Esercizio assegnato A>
Per ognuna delle affermazioni (i), (ii) e (iii), indica se concorda con l'estratto sulla politica americana. Rispondi sì o no e cita testualmente le parole che lo stabiliscono.
(i) Nell'estratto si dichiara simpatia per l'Istituto Mater Boni Consilii.
(ii) Il papa menzionato ha scelto di chiamarsi Gregorio Leone.
(iii) Il ruolo della riforma conciliare della Chiesa cattolica viene definito secondario ma non trascurabile.
Esercizio assegnato B>
Ricopia fedelmente il passo dell'estratto sulla politica americana da "Pretendeva -nientemeno!- di" a "è il dollaro.".

Estratto>

Pretendeva -nientemeno!- di adottare in America una politica nell'interesse degli Americani. Con le revolverate al teatro Ford quella politica tramontò per sempre.
Centotrent'anni e passa sono trascorsi da allora, più che sufficienti per trasformare del tutto i grandi Stati Uniti, con tutto il loro potenziale industriale e militare, in un succube e obbediente strumento nelle mani della fratellanza usuraia apolide lanciata alla conquista del mondo. Fu quella l'America che ottant'anni dopo colonizzò l'Europa. Un enorme robot senz'anima, telecomandato dai manovratori di quell'ectoplasma cartaceo che è il dollaro.
Per chi sappia vedere le cose da tale realistico punto di vista, ecco che le inesplicabili contraddizioni, errori ed insuccessi di cui si suole da qualcuno accusare la politica americana nel mondo svaniscono del tutto svelando l'oculata strategia sottostante e le sue ben precise finalità, alle quali sono del tutto estranee le aspirazioni e gli interessi del popolo americano. Basti solo pensare -a titolo di esempio- alla tracotante determinazione e all'asfissiante propaganda con cui è stata imposta negli U.S.A. la nefasta e assurda integrazione razziale, calpestando la precisa e più volte espressa volontà della cittadinanza sia bianca che negra.
Va d'altronde considerato che, dopo che recentemente il secondo grande strumento dei medesimi banchieri affratellati, e cioè il Bolscevismo, esaurita la funzione assegnatagli di distruzione della civiltà europea, è stato buttato allo sfascio, l'americanismo è diventato quasi lo strumento unico nelle mani di quella sinarchia. E dico quasi prendendo atto del ruolo -secondario ma non trascurabile- tuttora giocato dalla riforma conciliare della Chiesa cattolica e dal brav'uomo Carol Woityla, che non a caso ha voluto chiamarsi Giovanni Paolo e non certo Gregorio Leone, con i suoi abbracci indiscriminati e vani
lamenti umanitaristici che troncano ogni illusione sulla funzione di rettifica spirituale che un cattolicesimo fiero del suo passato avrebbe potuto forse esercitare. Voci clamantis in deserto come l'Istituto Mater Boni Consilii o la Comunità Sacerdotale S. Pio X, che hanno tutta la mia simpatia, nulla tolgono purtroppo a tale sconfortante conclusione.

Estratti del materiale>
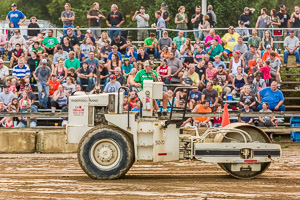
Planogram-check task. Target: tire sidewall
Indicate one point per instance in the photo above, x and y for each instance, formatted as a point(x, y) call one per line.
point(85, 154)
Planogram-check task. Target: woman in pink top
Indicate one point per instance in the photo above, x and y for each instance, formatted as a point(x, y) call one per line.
point(266, 72)
point(211, 36)
point(210, 71)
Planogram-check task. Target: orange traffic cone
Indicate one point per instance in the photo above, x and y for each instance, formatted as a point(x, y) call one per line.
point(225, 118)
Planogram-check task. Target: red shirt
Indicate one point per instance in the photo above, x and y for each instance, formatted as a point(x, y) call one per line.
point(53, 86)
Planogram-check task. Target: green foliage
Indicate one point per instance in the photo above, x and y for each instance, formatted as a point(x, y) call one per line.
point(227, 11)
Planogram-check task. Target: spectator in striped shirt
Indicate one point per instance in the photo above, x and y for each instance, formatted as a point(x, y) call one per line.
point(21, 70)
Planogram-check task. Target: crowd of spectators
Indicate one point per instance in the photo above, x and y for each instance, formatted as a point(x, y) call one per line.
point(242, 65)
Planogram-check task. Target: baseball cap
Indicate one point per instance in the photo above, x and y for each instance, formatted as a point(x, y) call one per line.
point(44, 61)
point(112, 76)
point(164, 4)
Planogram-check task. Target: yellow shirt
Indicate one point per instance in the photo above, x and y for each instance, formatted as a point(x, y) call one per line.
point(231, 40)
point(218, 88)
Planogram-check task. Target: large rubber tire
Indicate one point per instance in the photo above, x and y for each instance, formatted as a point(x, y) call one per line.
point(257, 135)
point(105, 152)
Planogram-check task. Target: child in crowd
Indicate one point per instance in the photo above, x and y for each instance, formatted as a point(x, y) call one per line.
point(199, 53)
point(12, 85)
point(218, 117)
point(266, 72)
point(16, 54)
point(8, 122)
point(126, 67)
point(165, 53)
point(194, 97)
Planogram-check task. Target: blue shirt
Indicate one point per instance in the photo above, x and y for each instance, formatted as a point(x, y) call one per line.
point(220, 63)
point(272, 98)
point(15, 16)
point(111, 53)
point(21, 72)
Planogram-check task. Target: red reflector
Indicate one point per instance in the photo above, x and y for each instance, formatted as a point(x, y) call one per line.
point(162, 154)
point(249, 161)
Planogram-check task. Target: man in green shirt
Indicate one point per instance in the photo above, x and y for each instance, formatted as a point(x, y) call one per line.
point(72, 62)
point(150, 45)
point(149, 74)
point(179, 40)
point(215, 49)
point(50, 43)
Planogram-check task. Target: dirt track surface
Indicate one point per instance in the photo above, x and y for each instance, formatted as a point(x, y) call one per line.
point(58, 176)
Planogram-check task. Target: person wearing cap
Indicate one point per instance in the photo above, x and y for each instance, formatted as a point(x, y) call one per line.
point(142, 22)
point(229, 40)
point(21, 70)
point(4, 73)
point(42, 75)
point(15, 16)
point(33, 32)
point(73, 39)
point(50, 43)
point(67, 17)
point(291, 44)
point(120, 42)
point(6, 95)
point(262, 21)
point(283, 16)
point(113, 85)
point(94, 15)
point(148, 73)
point(246, 17)
point(114, 20)
point(85, 76)
point(244, 32)
point(60, 55)
point(295, 20)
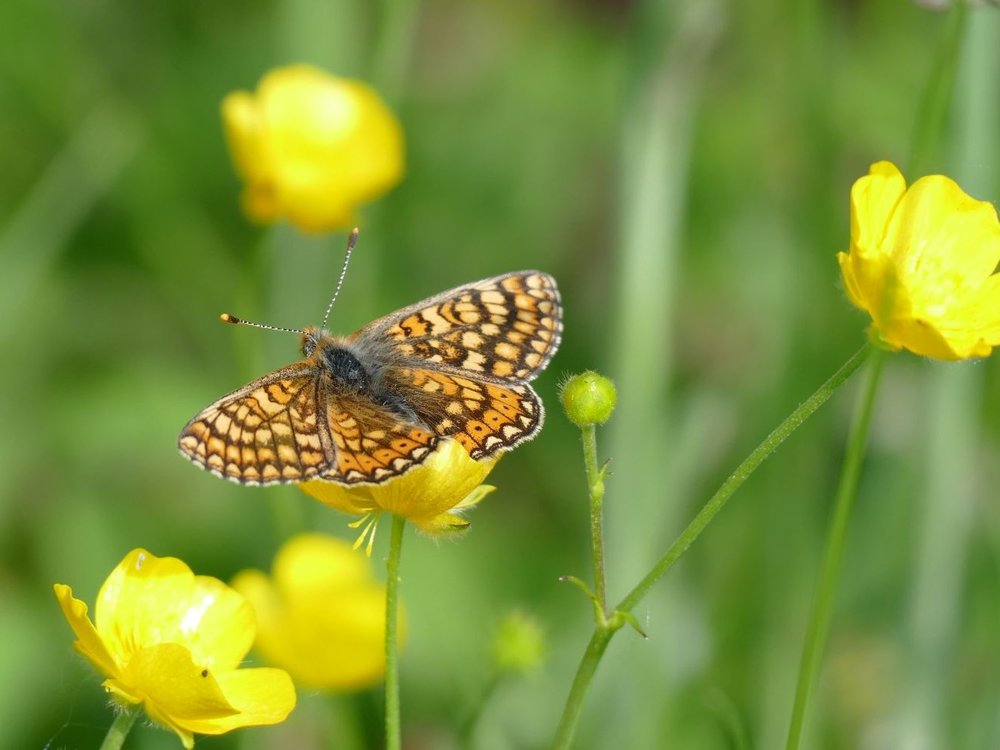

Risposta A>
(i) Sì: "che hanno tutta la mia simpatia".
(ii) No: "ha voluto chiamarsi Giovanni Paolo e non certo Gregorio Leone".
(iii) Sì: "secondario ma non trascurabile".

Risposta B>
Pretendeva -nientemeno!- di adottare in America una politica nell'interesse degli Americani. Con le revolverate al teatro Ford quella politica tramontò per sempre.
Centotrent'anni e passa sono trascorsi da allora, più che sufficienti per trasformare del tutto i grandi Stati Uniti, con tutto il loro potenziale industriale e militare, in un succube e obbediente strumento nelle mani della fratellanza usuraia apolide lanciata alla conquista del mondo. Fu quella l'America che ottant'anni dopo colonizzò l'Europa. Un enorme robot senz'anima, telecomandato dai manovratori di quell'ectoplasma cartaceo che è il dollaro.